Un rapport fait la lumière sur l’origine des armes utilisées par l’EI

Le mérite du dernier rapport du Conflict Armament Research (CAR, basé au Royaume-Uni) [.pdf] est de documenter ce que l’on pouvait pressentir au sujet de l’origine des armes et des munitions utilisées par l’État islamique (EI ou Daesh) en Syrie et en Irak. Pour cela, les enquêteurs de cet organisme ont étudié pas moins de 40.000 pièces d’armements laissées sur le terrain par l’organisation jihadiste après ses revers face aux forces irakiennes et aux milices kurdes syriennes.

Le premier point est que les armes et munitions utilisées par les jihadistes en Irak ne pas exactement les mêmes que celles examinées en Syrie.

Ainsi, l’origine d’une part importante des armes de l’EI examinées en Irak ont été conçues en Chine, en Hongrie et en Roumanie. En Syrie, a relevé le CAR, les données montrent une tendance différente : « la Russie a fabriqué la plupart des armes, suivie de près par la Chine puis par d’anciens pays du Pacte de Varsovie, aujourd’hui membres de l’Union européenne (Roumanie, Hongrie et Bulgarie). Enfin, le rapport indique également que 2% des armes ont été manufacturées aux États-Unis.

Un second point est que, dans une proportion significative, elles ont été produites par des pays de l’ex-Pacte de Varsovie entre 1960 et 1989. « Cette tendance est vraisemblablement le résultat de transferts effectués pendant la Guerre froide et des transferts de surplus immédiatement après la fin de cette dernière », estime le CAR. Quant aux armes les plus récentes, c’est à dire fabriquées après 2000, elles viennent de Chine, de Bulgarie, de Roumanie et d’Iran.

« Environ 90% des armes et des munitions (97% en Syrie et 87% en Irak) utilisées par l’EI répondent aux normes de l’ex-Pacte de Varsovie et sont originaires principalement de Chine, de Russie et d’Europe de l’Est. Les armes et les munitions de calibre Otan sont beaucoup moins répandues, représentant respectivement 3% et 13% du total », souligne le CAR.

### Données enregistrées:
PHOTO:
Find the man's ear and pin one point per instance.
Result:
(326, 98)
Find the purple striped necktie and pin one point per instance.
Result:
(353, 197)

### Objectif énoncé A:
Les affirmations suivantes concordent-elles avec l'article sur l'origine des armes de l'EI ? (i) Les enquêteurs du CAR ont examiné au moins 40 000 pièces d'armement. (ii) Les armes fabriquées après 2000 proviennent notamment de Russie. (iii) En Syrie, 97 % des armes et munitions utilisées par l'EI répondent aux normes de l'ex-Pacte de Varsovie. Pour chacune, répondez par oui ou non en citant les mots décisifs de l'article.
### Objectif énoncé B:
Poursuivez l'article sur l'origine des armes de l'EI à partir de son dernier paragraphe.

### Réponse finale A:
(i) Oui : « pas moins de 40.000 pièces d’armements »
(ii) Non : « elles viennent de Chine, de Bulgarie, de Roumanie et d’Iran »
(iii) Oui : « (97% en Syrie et 87% en Irak) »

### Réponse finale B:
En grande partie, l’arsenal de l’EI a été constitué par le pillage des stocks des forces syriennes et irakiennes, après la prise de bases alors occupées par ces dernières. Ce fut le cas à Mossoul ou encore, plus récemment, à Palmyre où les jihadistes s’emparèrent de 26 chars, de 13 pièces d’artillerie et de 5 systèmes sol-air.

Mais pas seulement. En effet, l’EI a aussi mis la main sur des armes qui avaient été livrées par les États-Unis et l’Arabie saoudite (notamment) à des mouvements hostiles à Bachar el-Assad, comme le Jaysh Al-Nasr, une coalition de groupes rebelles de l’Armée syrienne libre (ASL), ou encore la New Syrian Army.

Le rapport du CAR cite 12 cas où un tel transfert s’est produit, soit à l’issue de combats entre un groupe rebelle et l’EI, soit par un changement d’alliance au sein de l’insurrection syrienne. Ces armes ont été acquises par les États-Unis auprès de pays européens (notamment en Bulgarie, pour des missiles anti-char) pour ensuite livrées à l’opposition syrienne, malgré les clauses interdisant leur réexportation.

« Les éléments recueillis par le CAR montrent que les Etats-Unis ont détourné à plusieurs reprises des armes et des munitions au profit de forces d’opposition dans le conflit syrien. Les forces de l’EI ont obtenu rapidement une part importante de ce matériel », explique le rapport, qui fait la même observation au sujet de l’Arabie Saoudite.

Cela étant, il est à noter que parmi les 40.000 armes étudiées par le CAR, il n’est fait aucune mention des missiles anti-char américains BGM-71 TOW qui, livrés à l’opposition, ont causé de lourds dégâts aux forces syriennes.

Les trafics ont été une autre source d’approvisionnement de Daesh. Ainsi, indique le rapport, il « existe des liens clairs entre les armes étudiées par les enquêteurs [du CAR] en Libye et celles déployées par les combattants de l’EI en Irak et en Syrie. » En outre, des roquettes utilisées par les jihadistes provenaient de lots déjà identifiés au Yémen. Des copies chinoises du fusil américain M-16, initialement livrées au Soudan, ont été retrouvés par les miliciens kurdes à Kobané.

« Cela montre que les armes se dispersent entre des conflits en Afrique et au Moyen-Orient qui ne sont pourtant pas eux-mêmes connectés », estime le rapport.

Par ailleurs, et s’agissant des éléments nécessaires à la fabrication d’engins explosifs improvisés (IED), le CAR explique que l’EI a « établi un réseau d’approvisionnement qui s’étend profondément dans les pays voisins ». Sur ce point, la « Turquie [ou, du moins, des intermédiaires turcs] est apparue comme la principale source de précurseurs d’explosifs chimiques et de matériels auxiliaires. »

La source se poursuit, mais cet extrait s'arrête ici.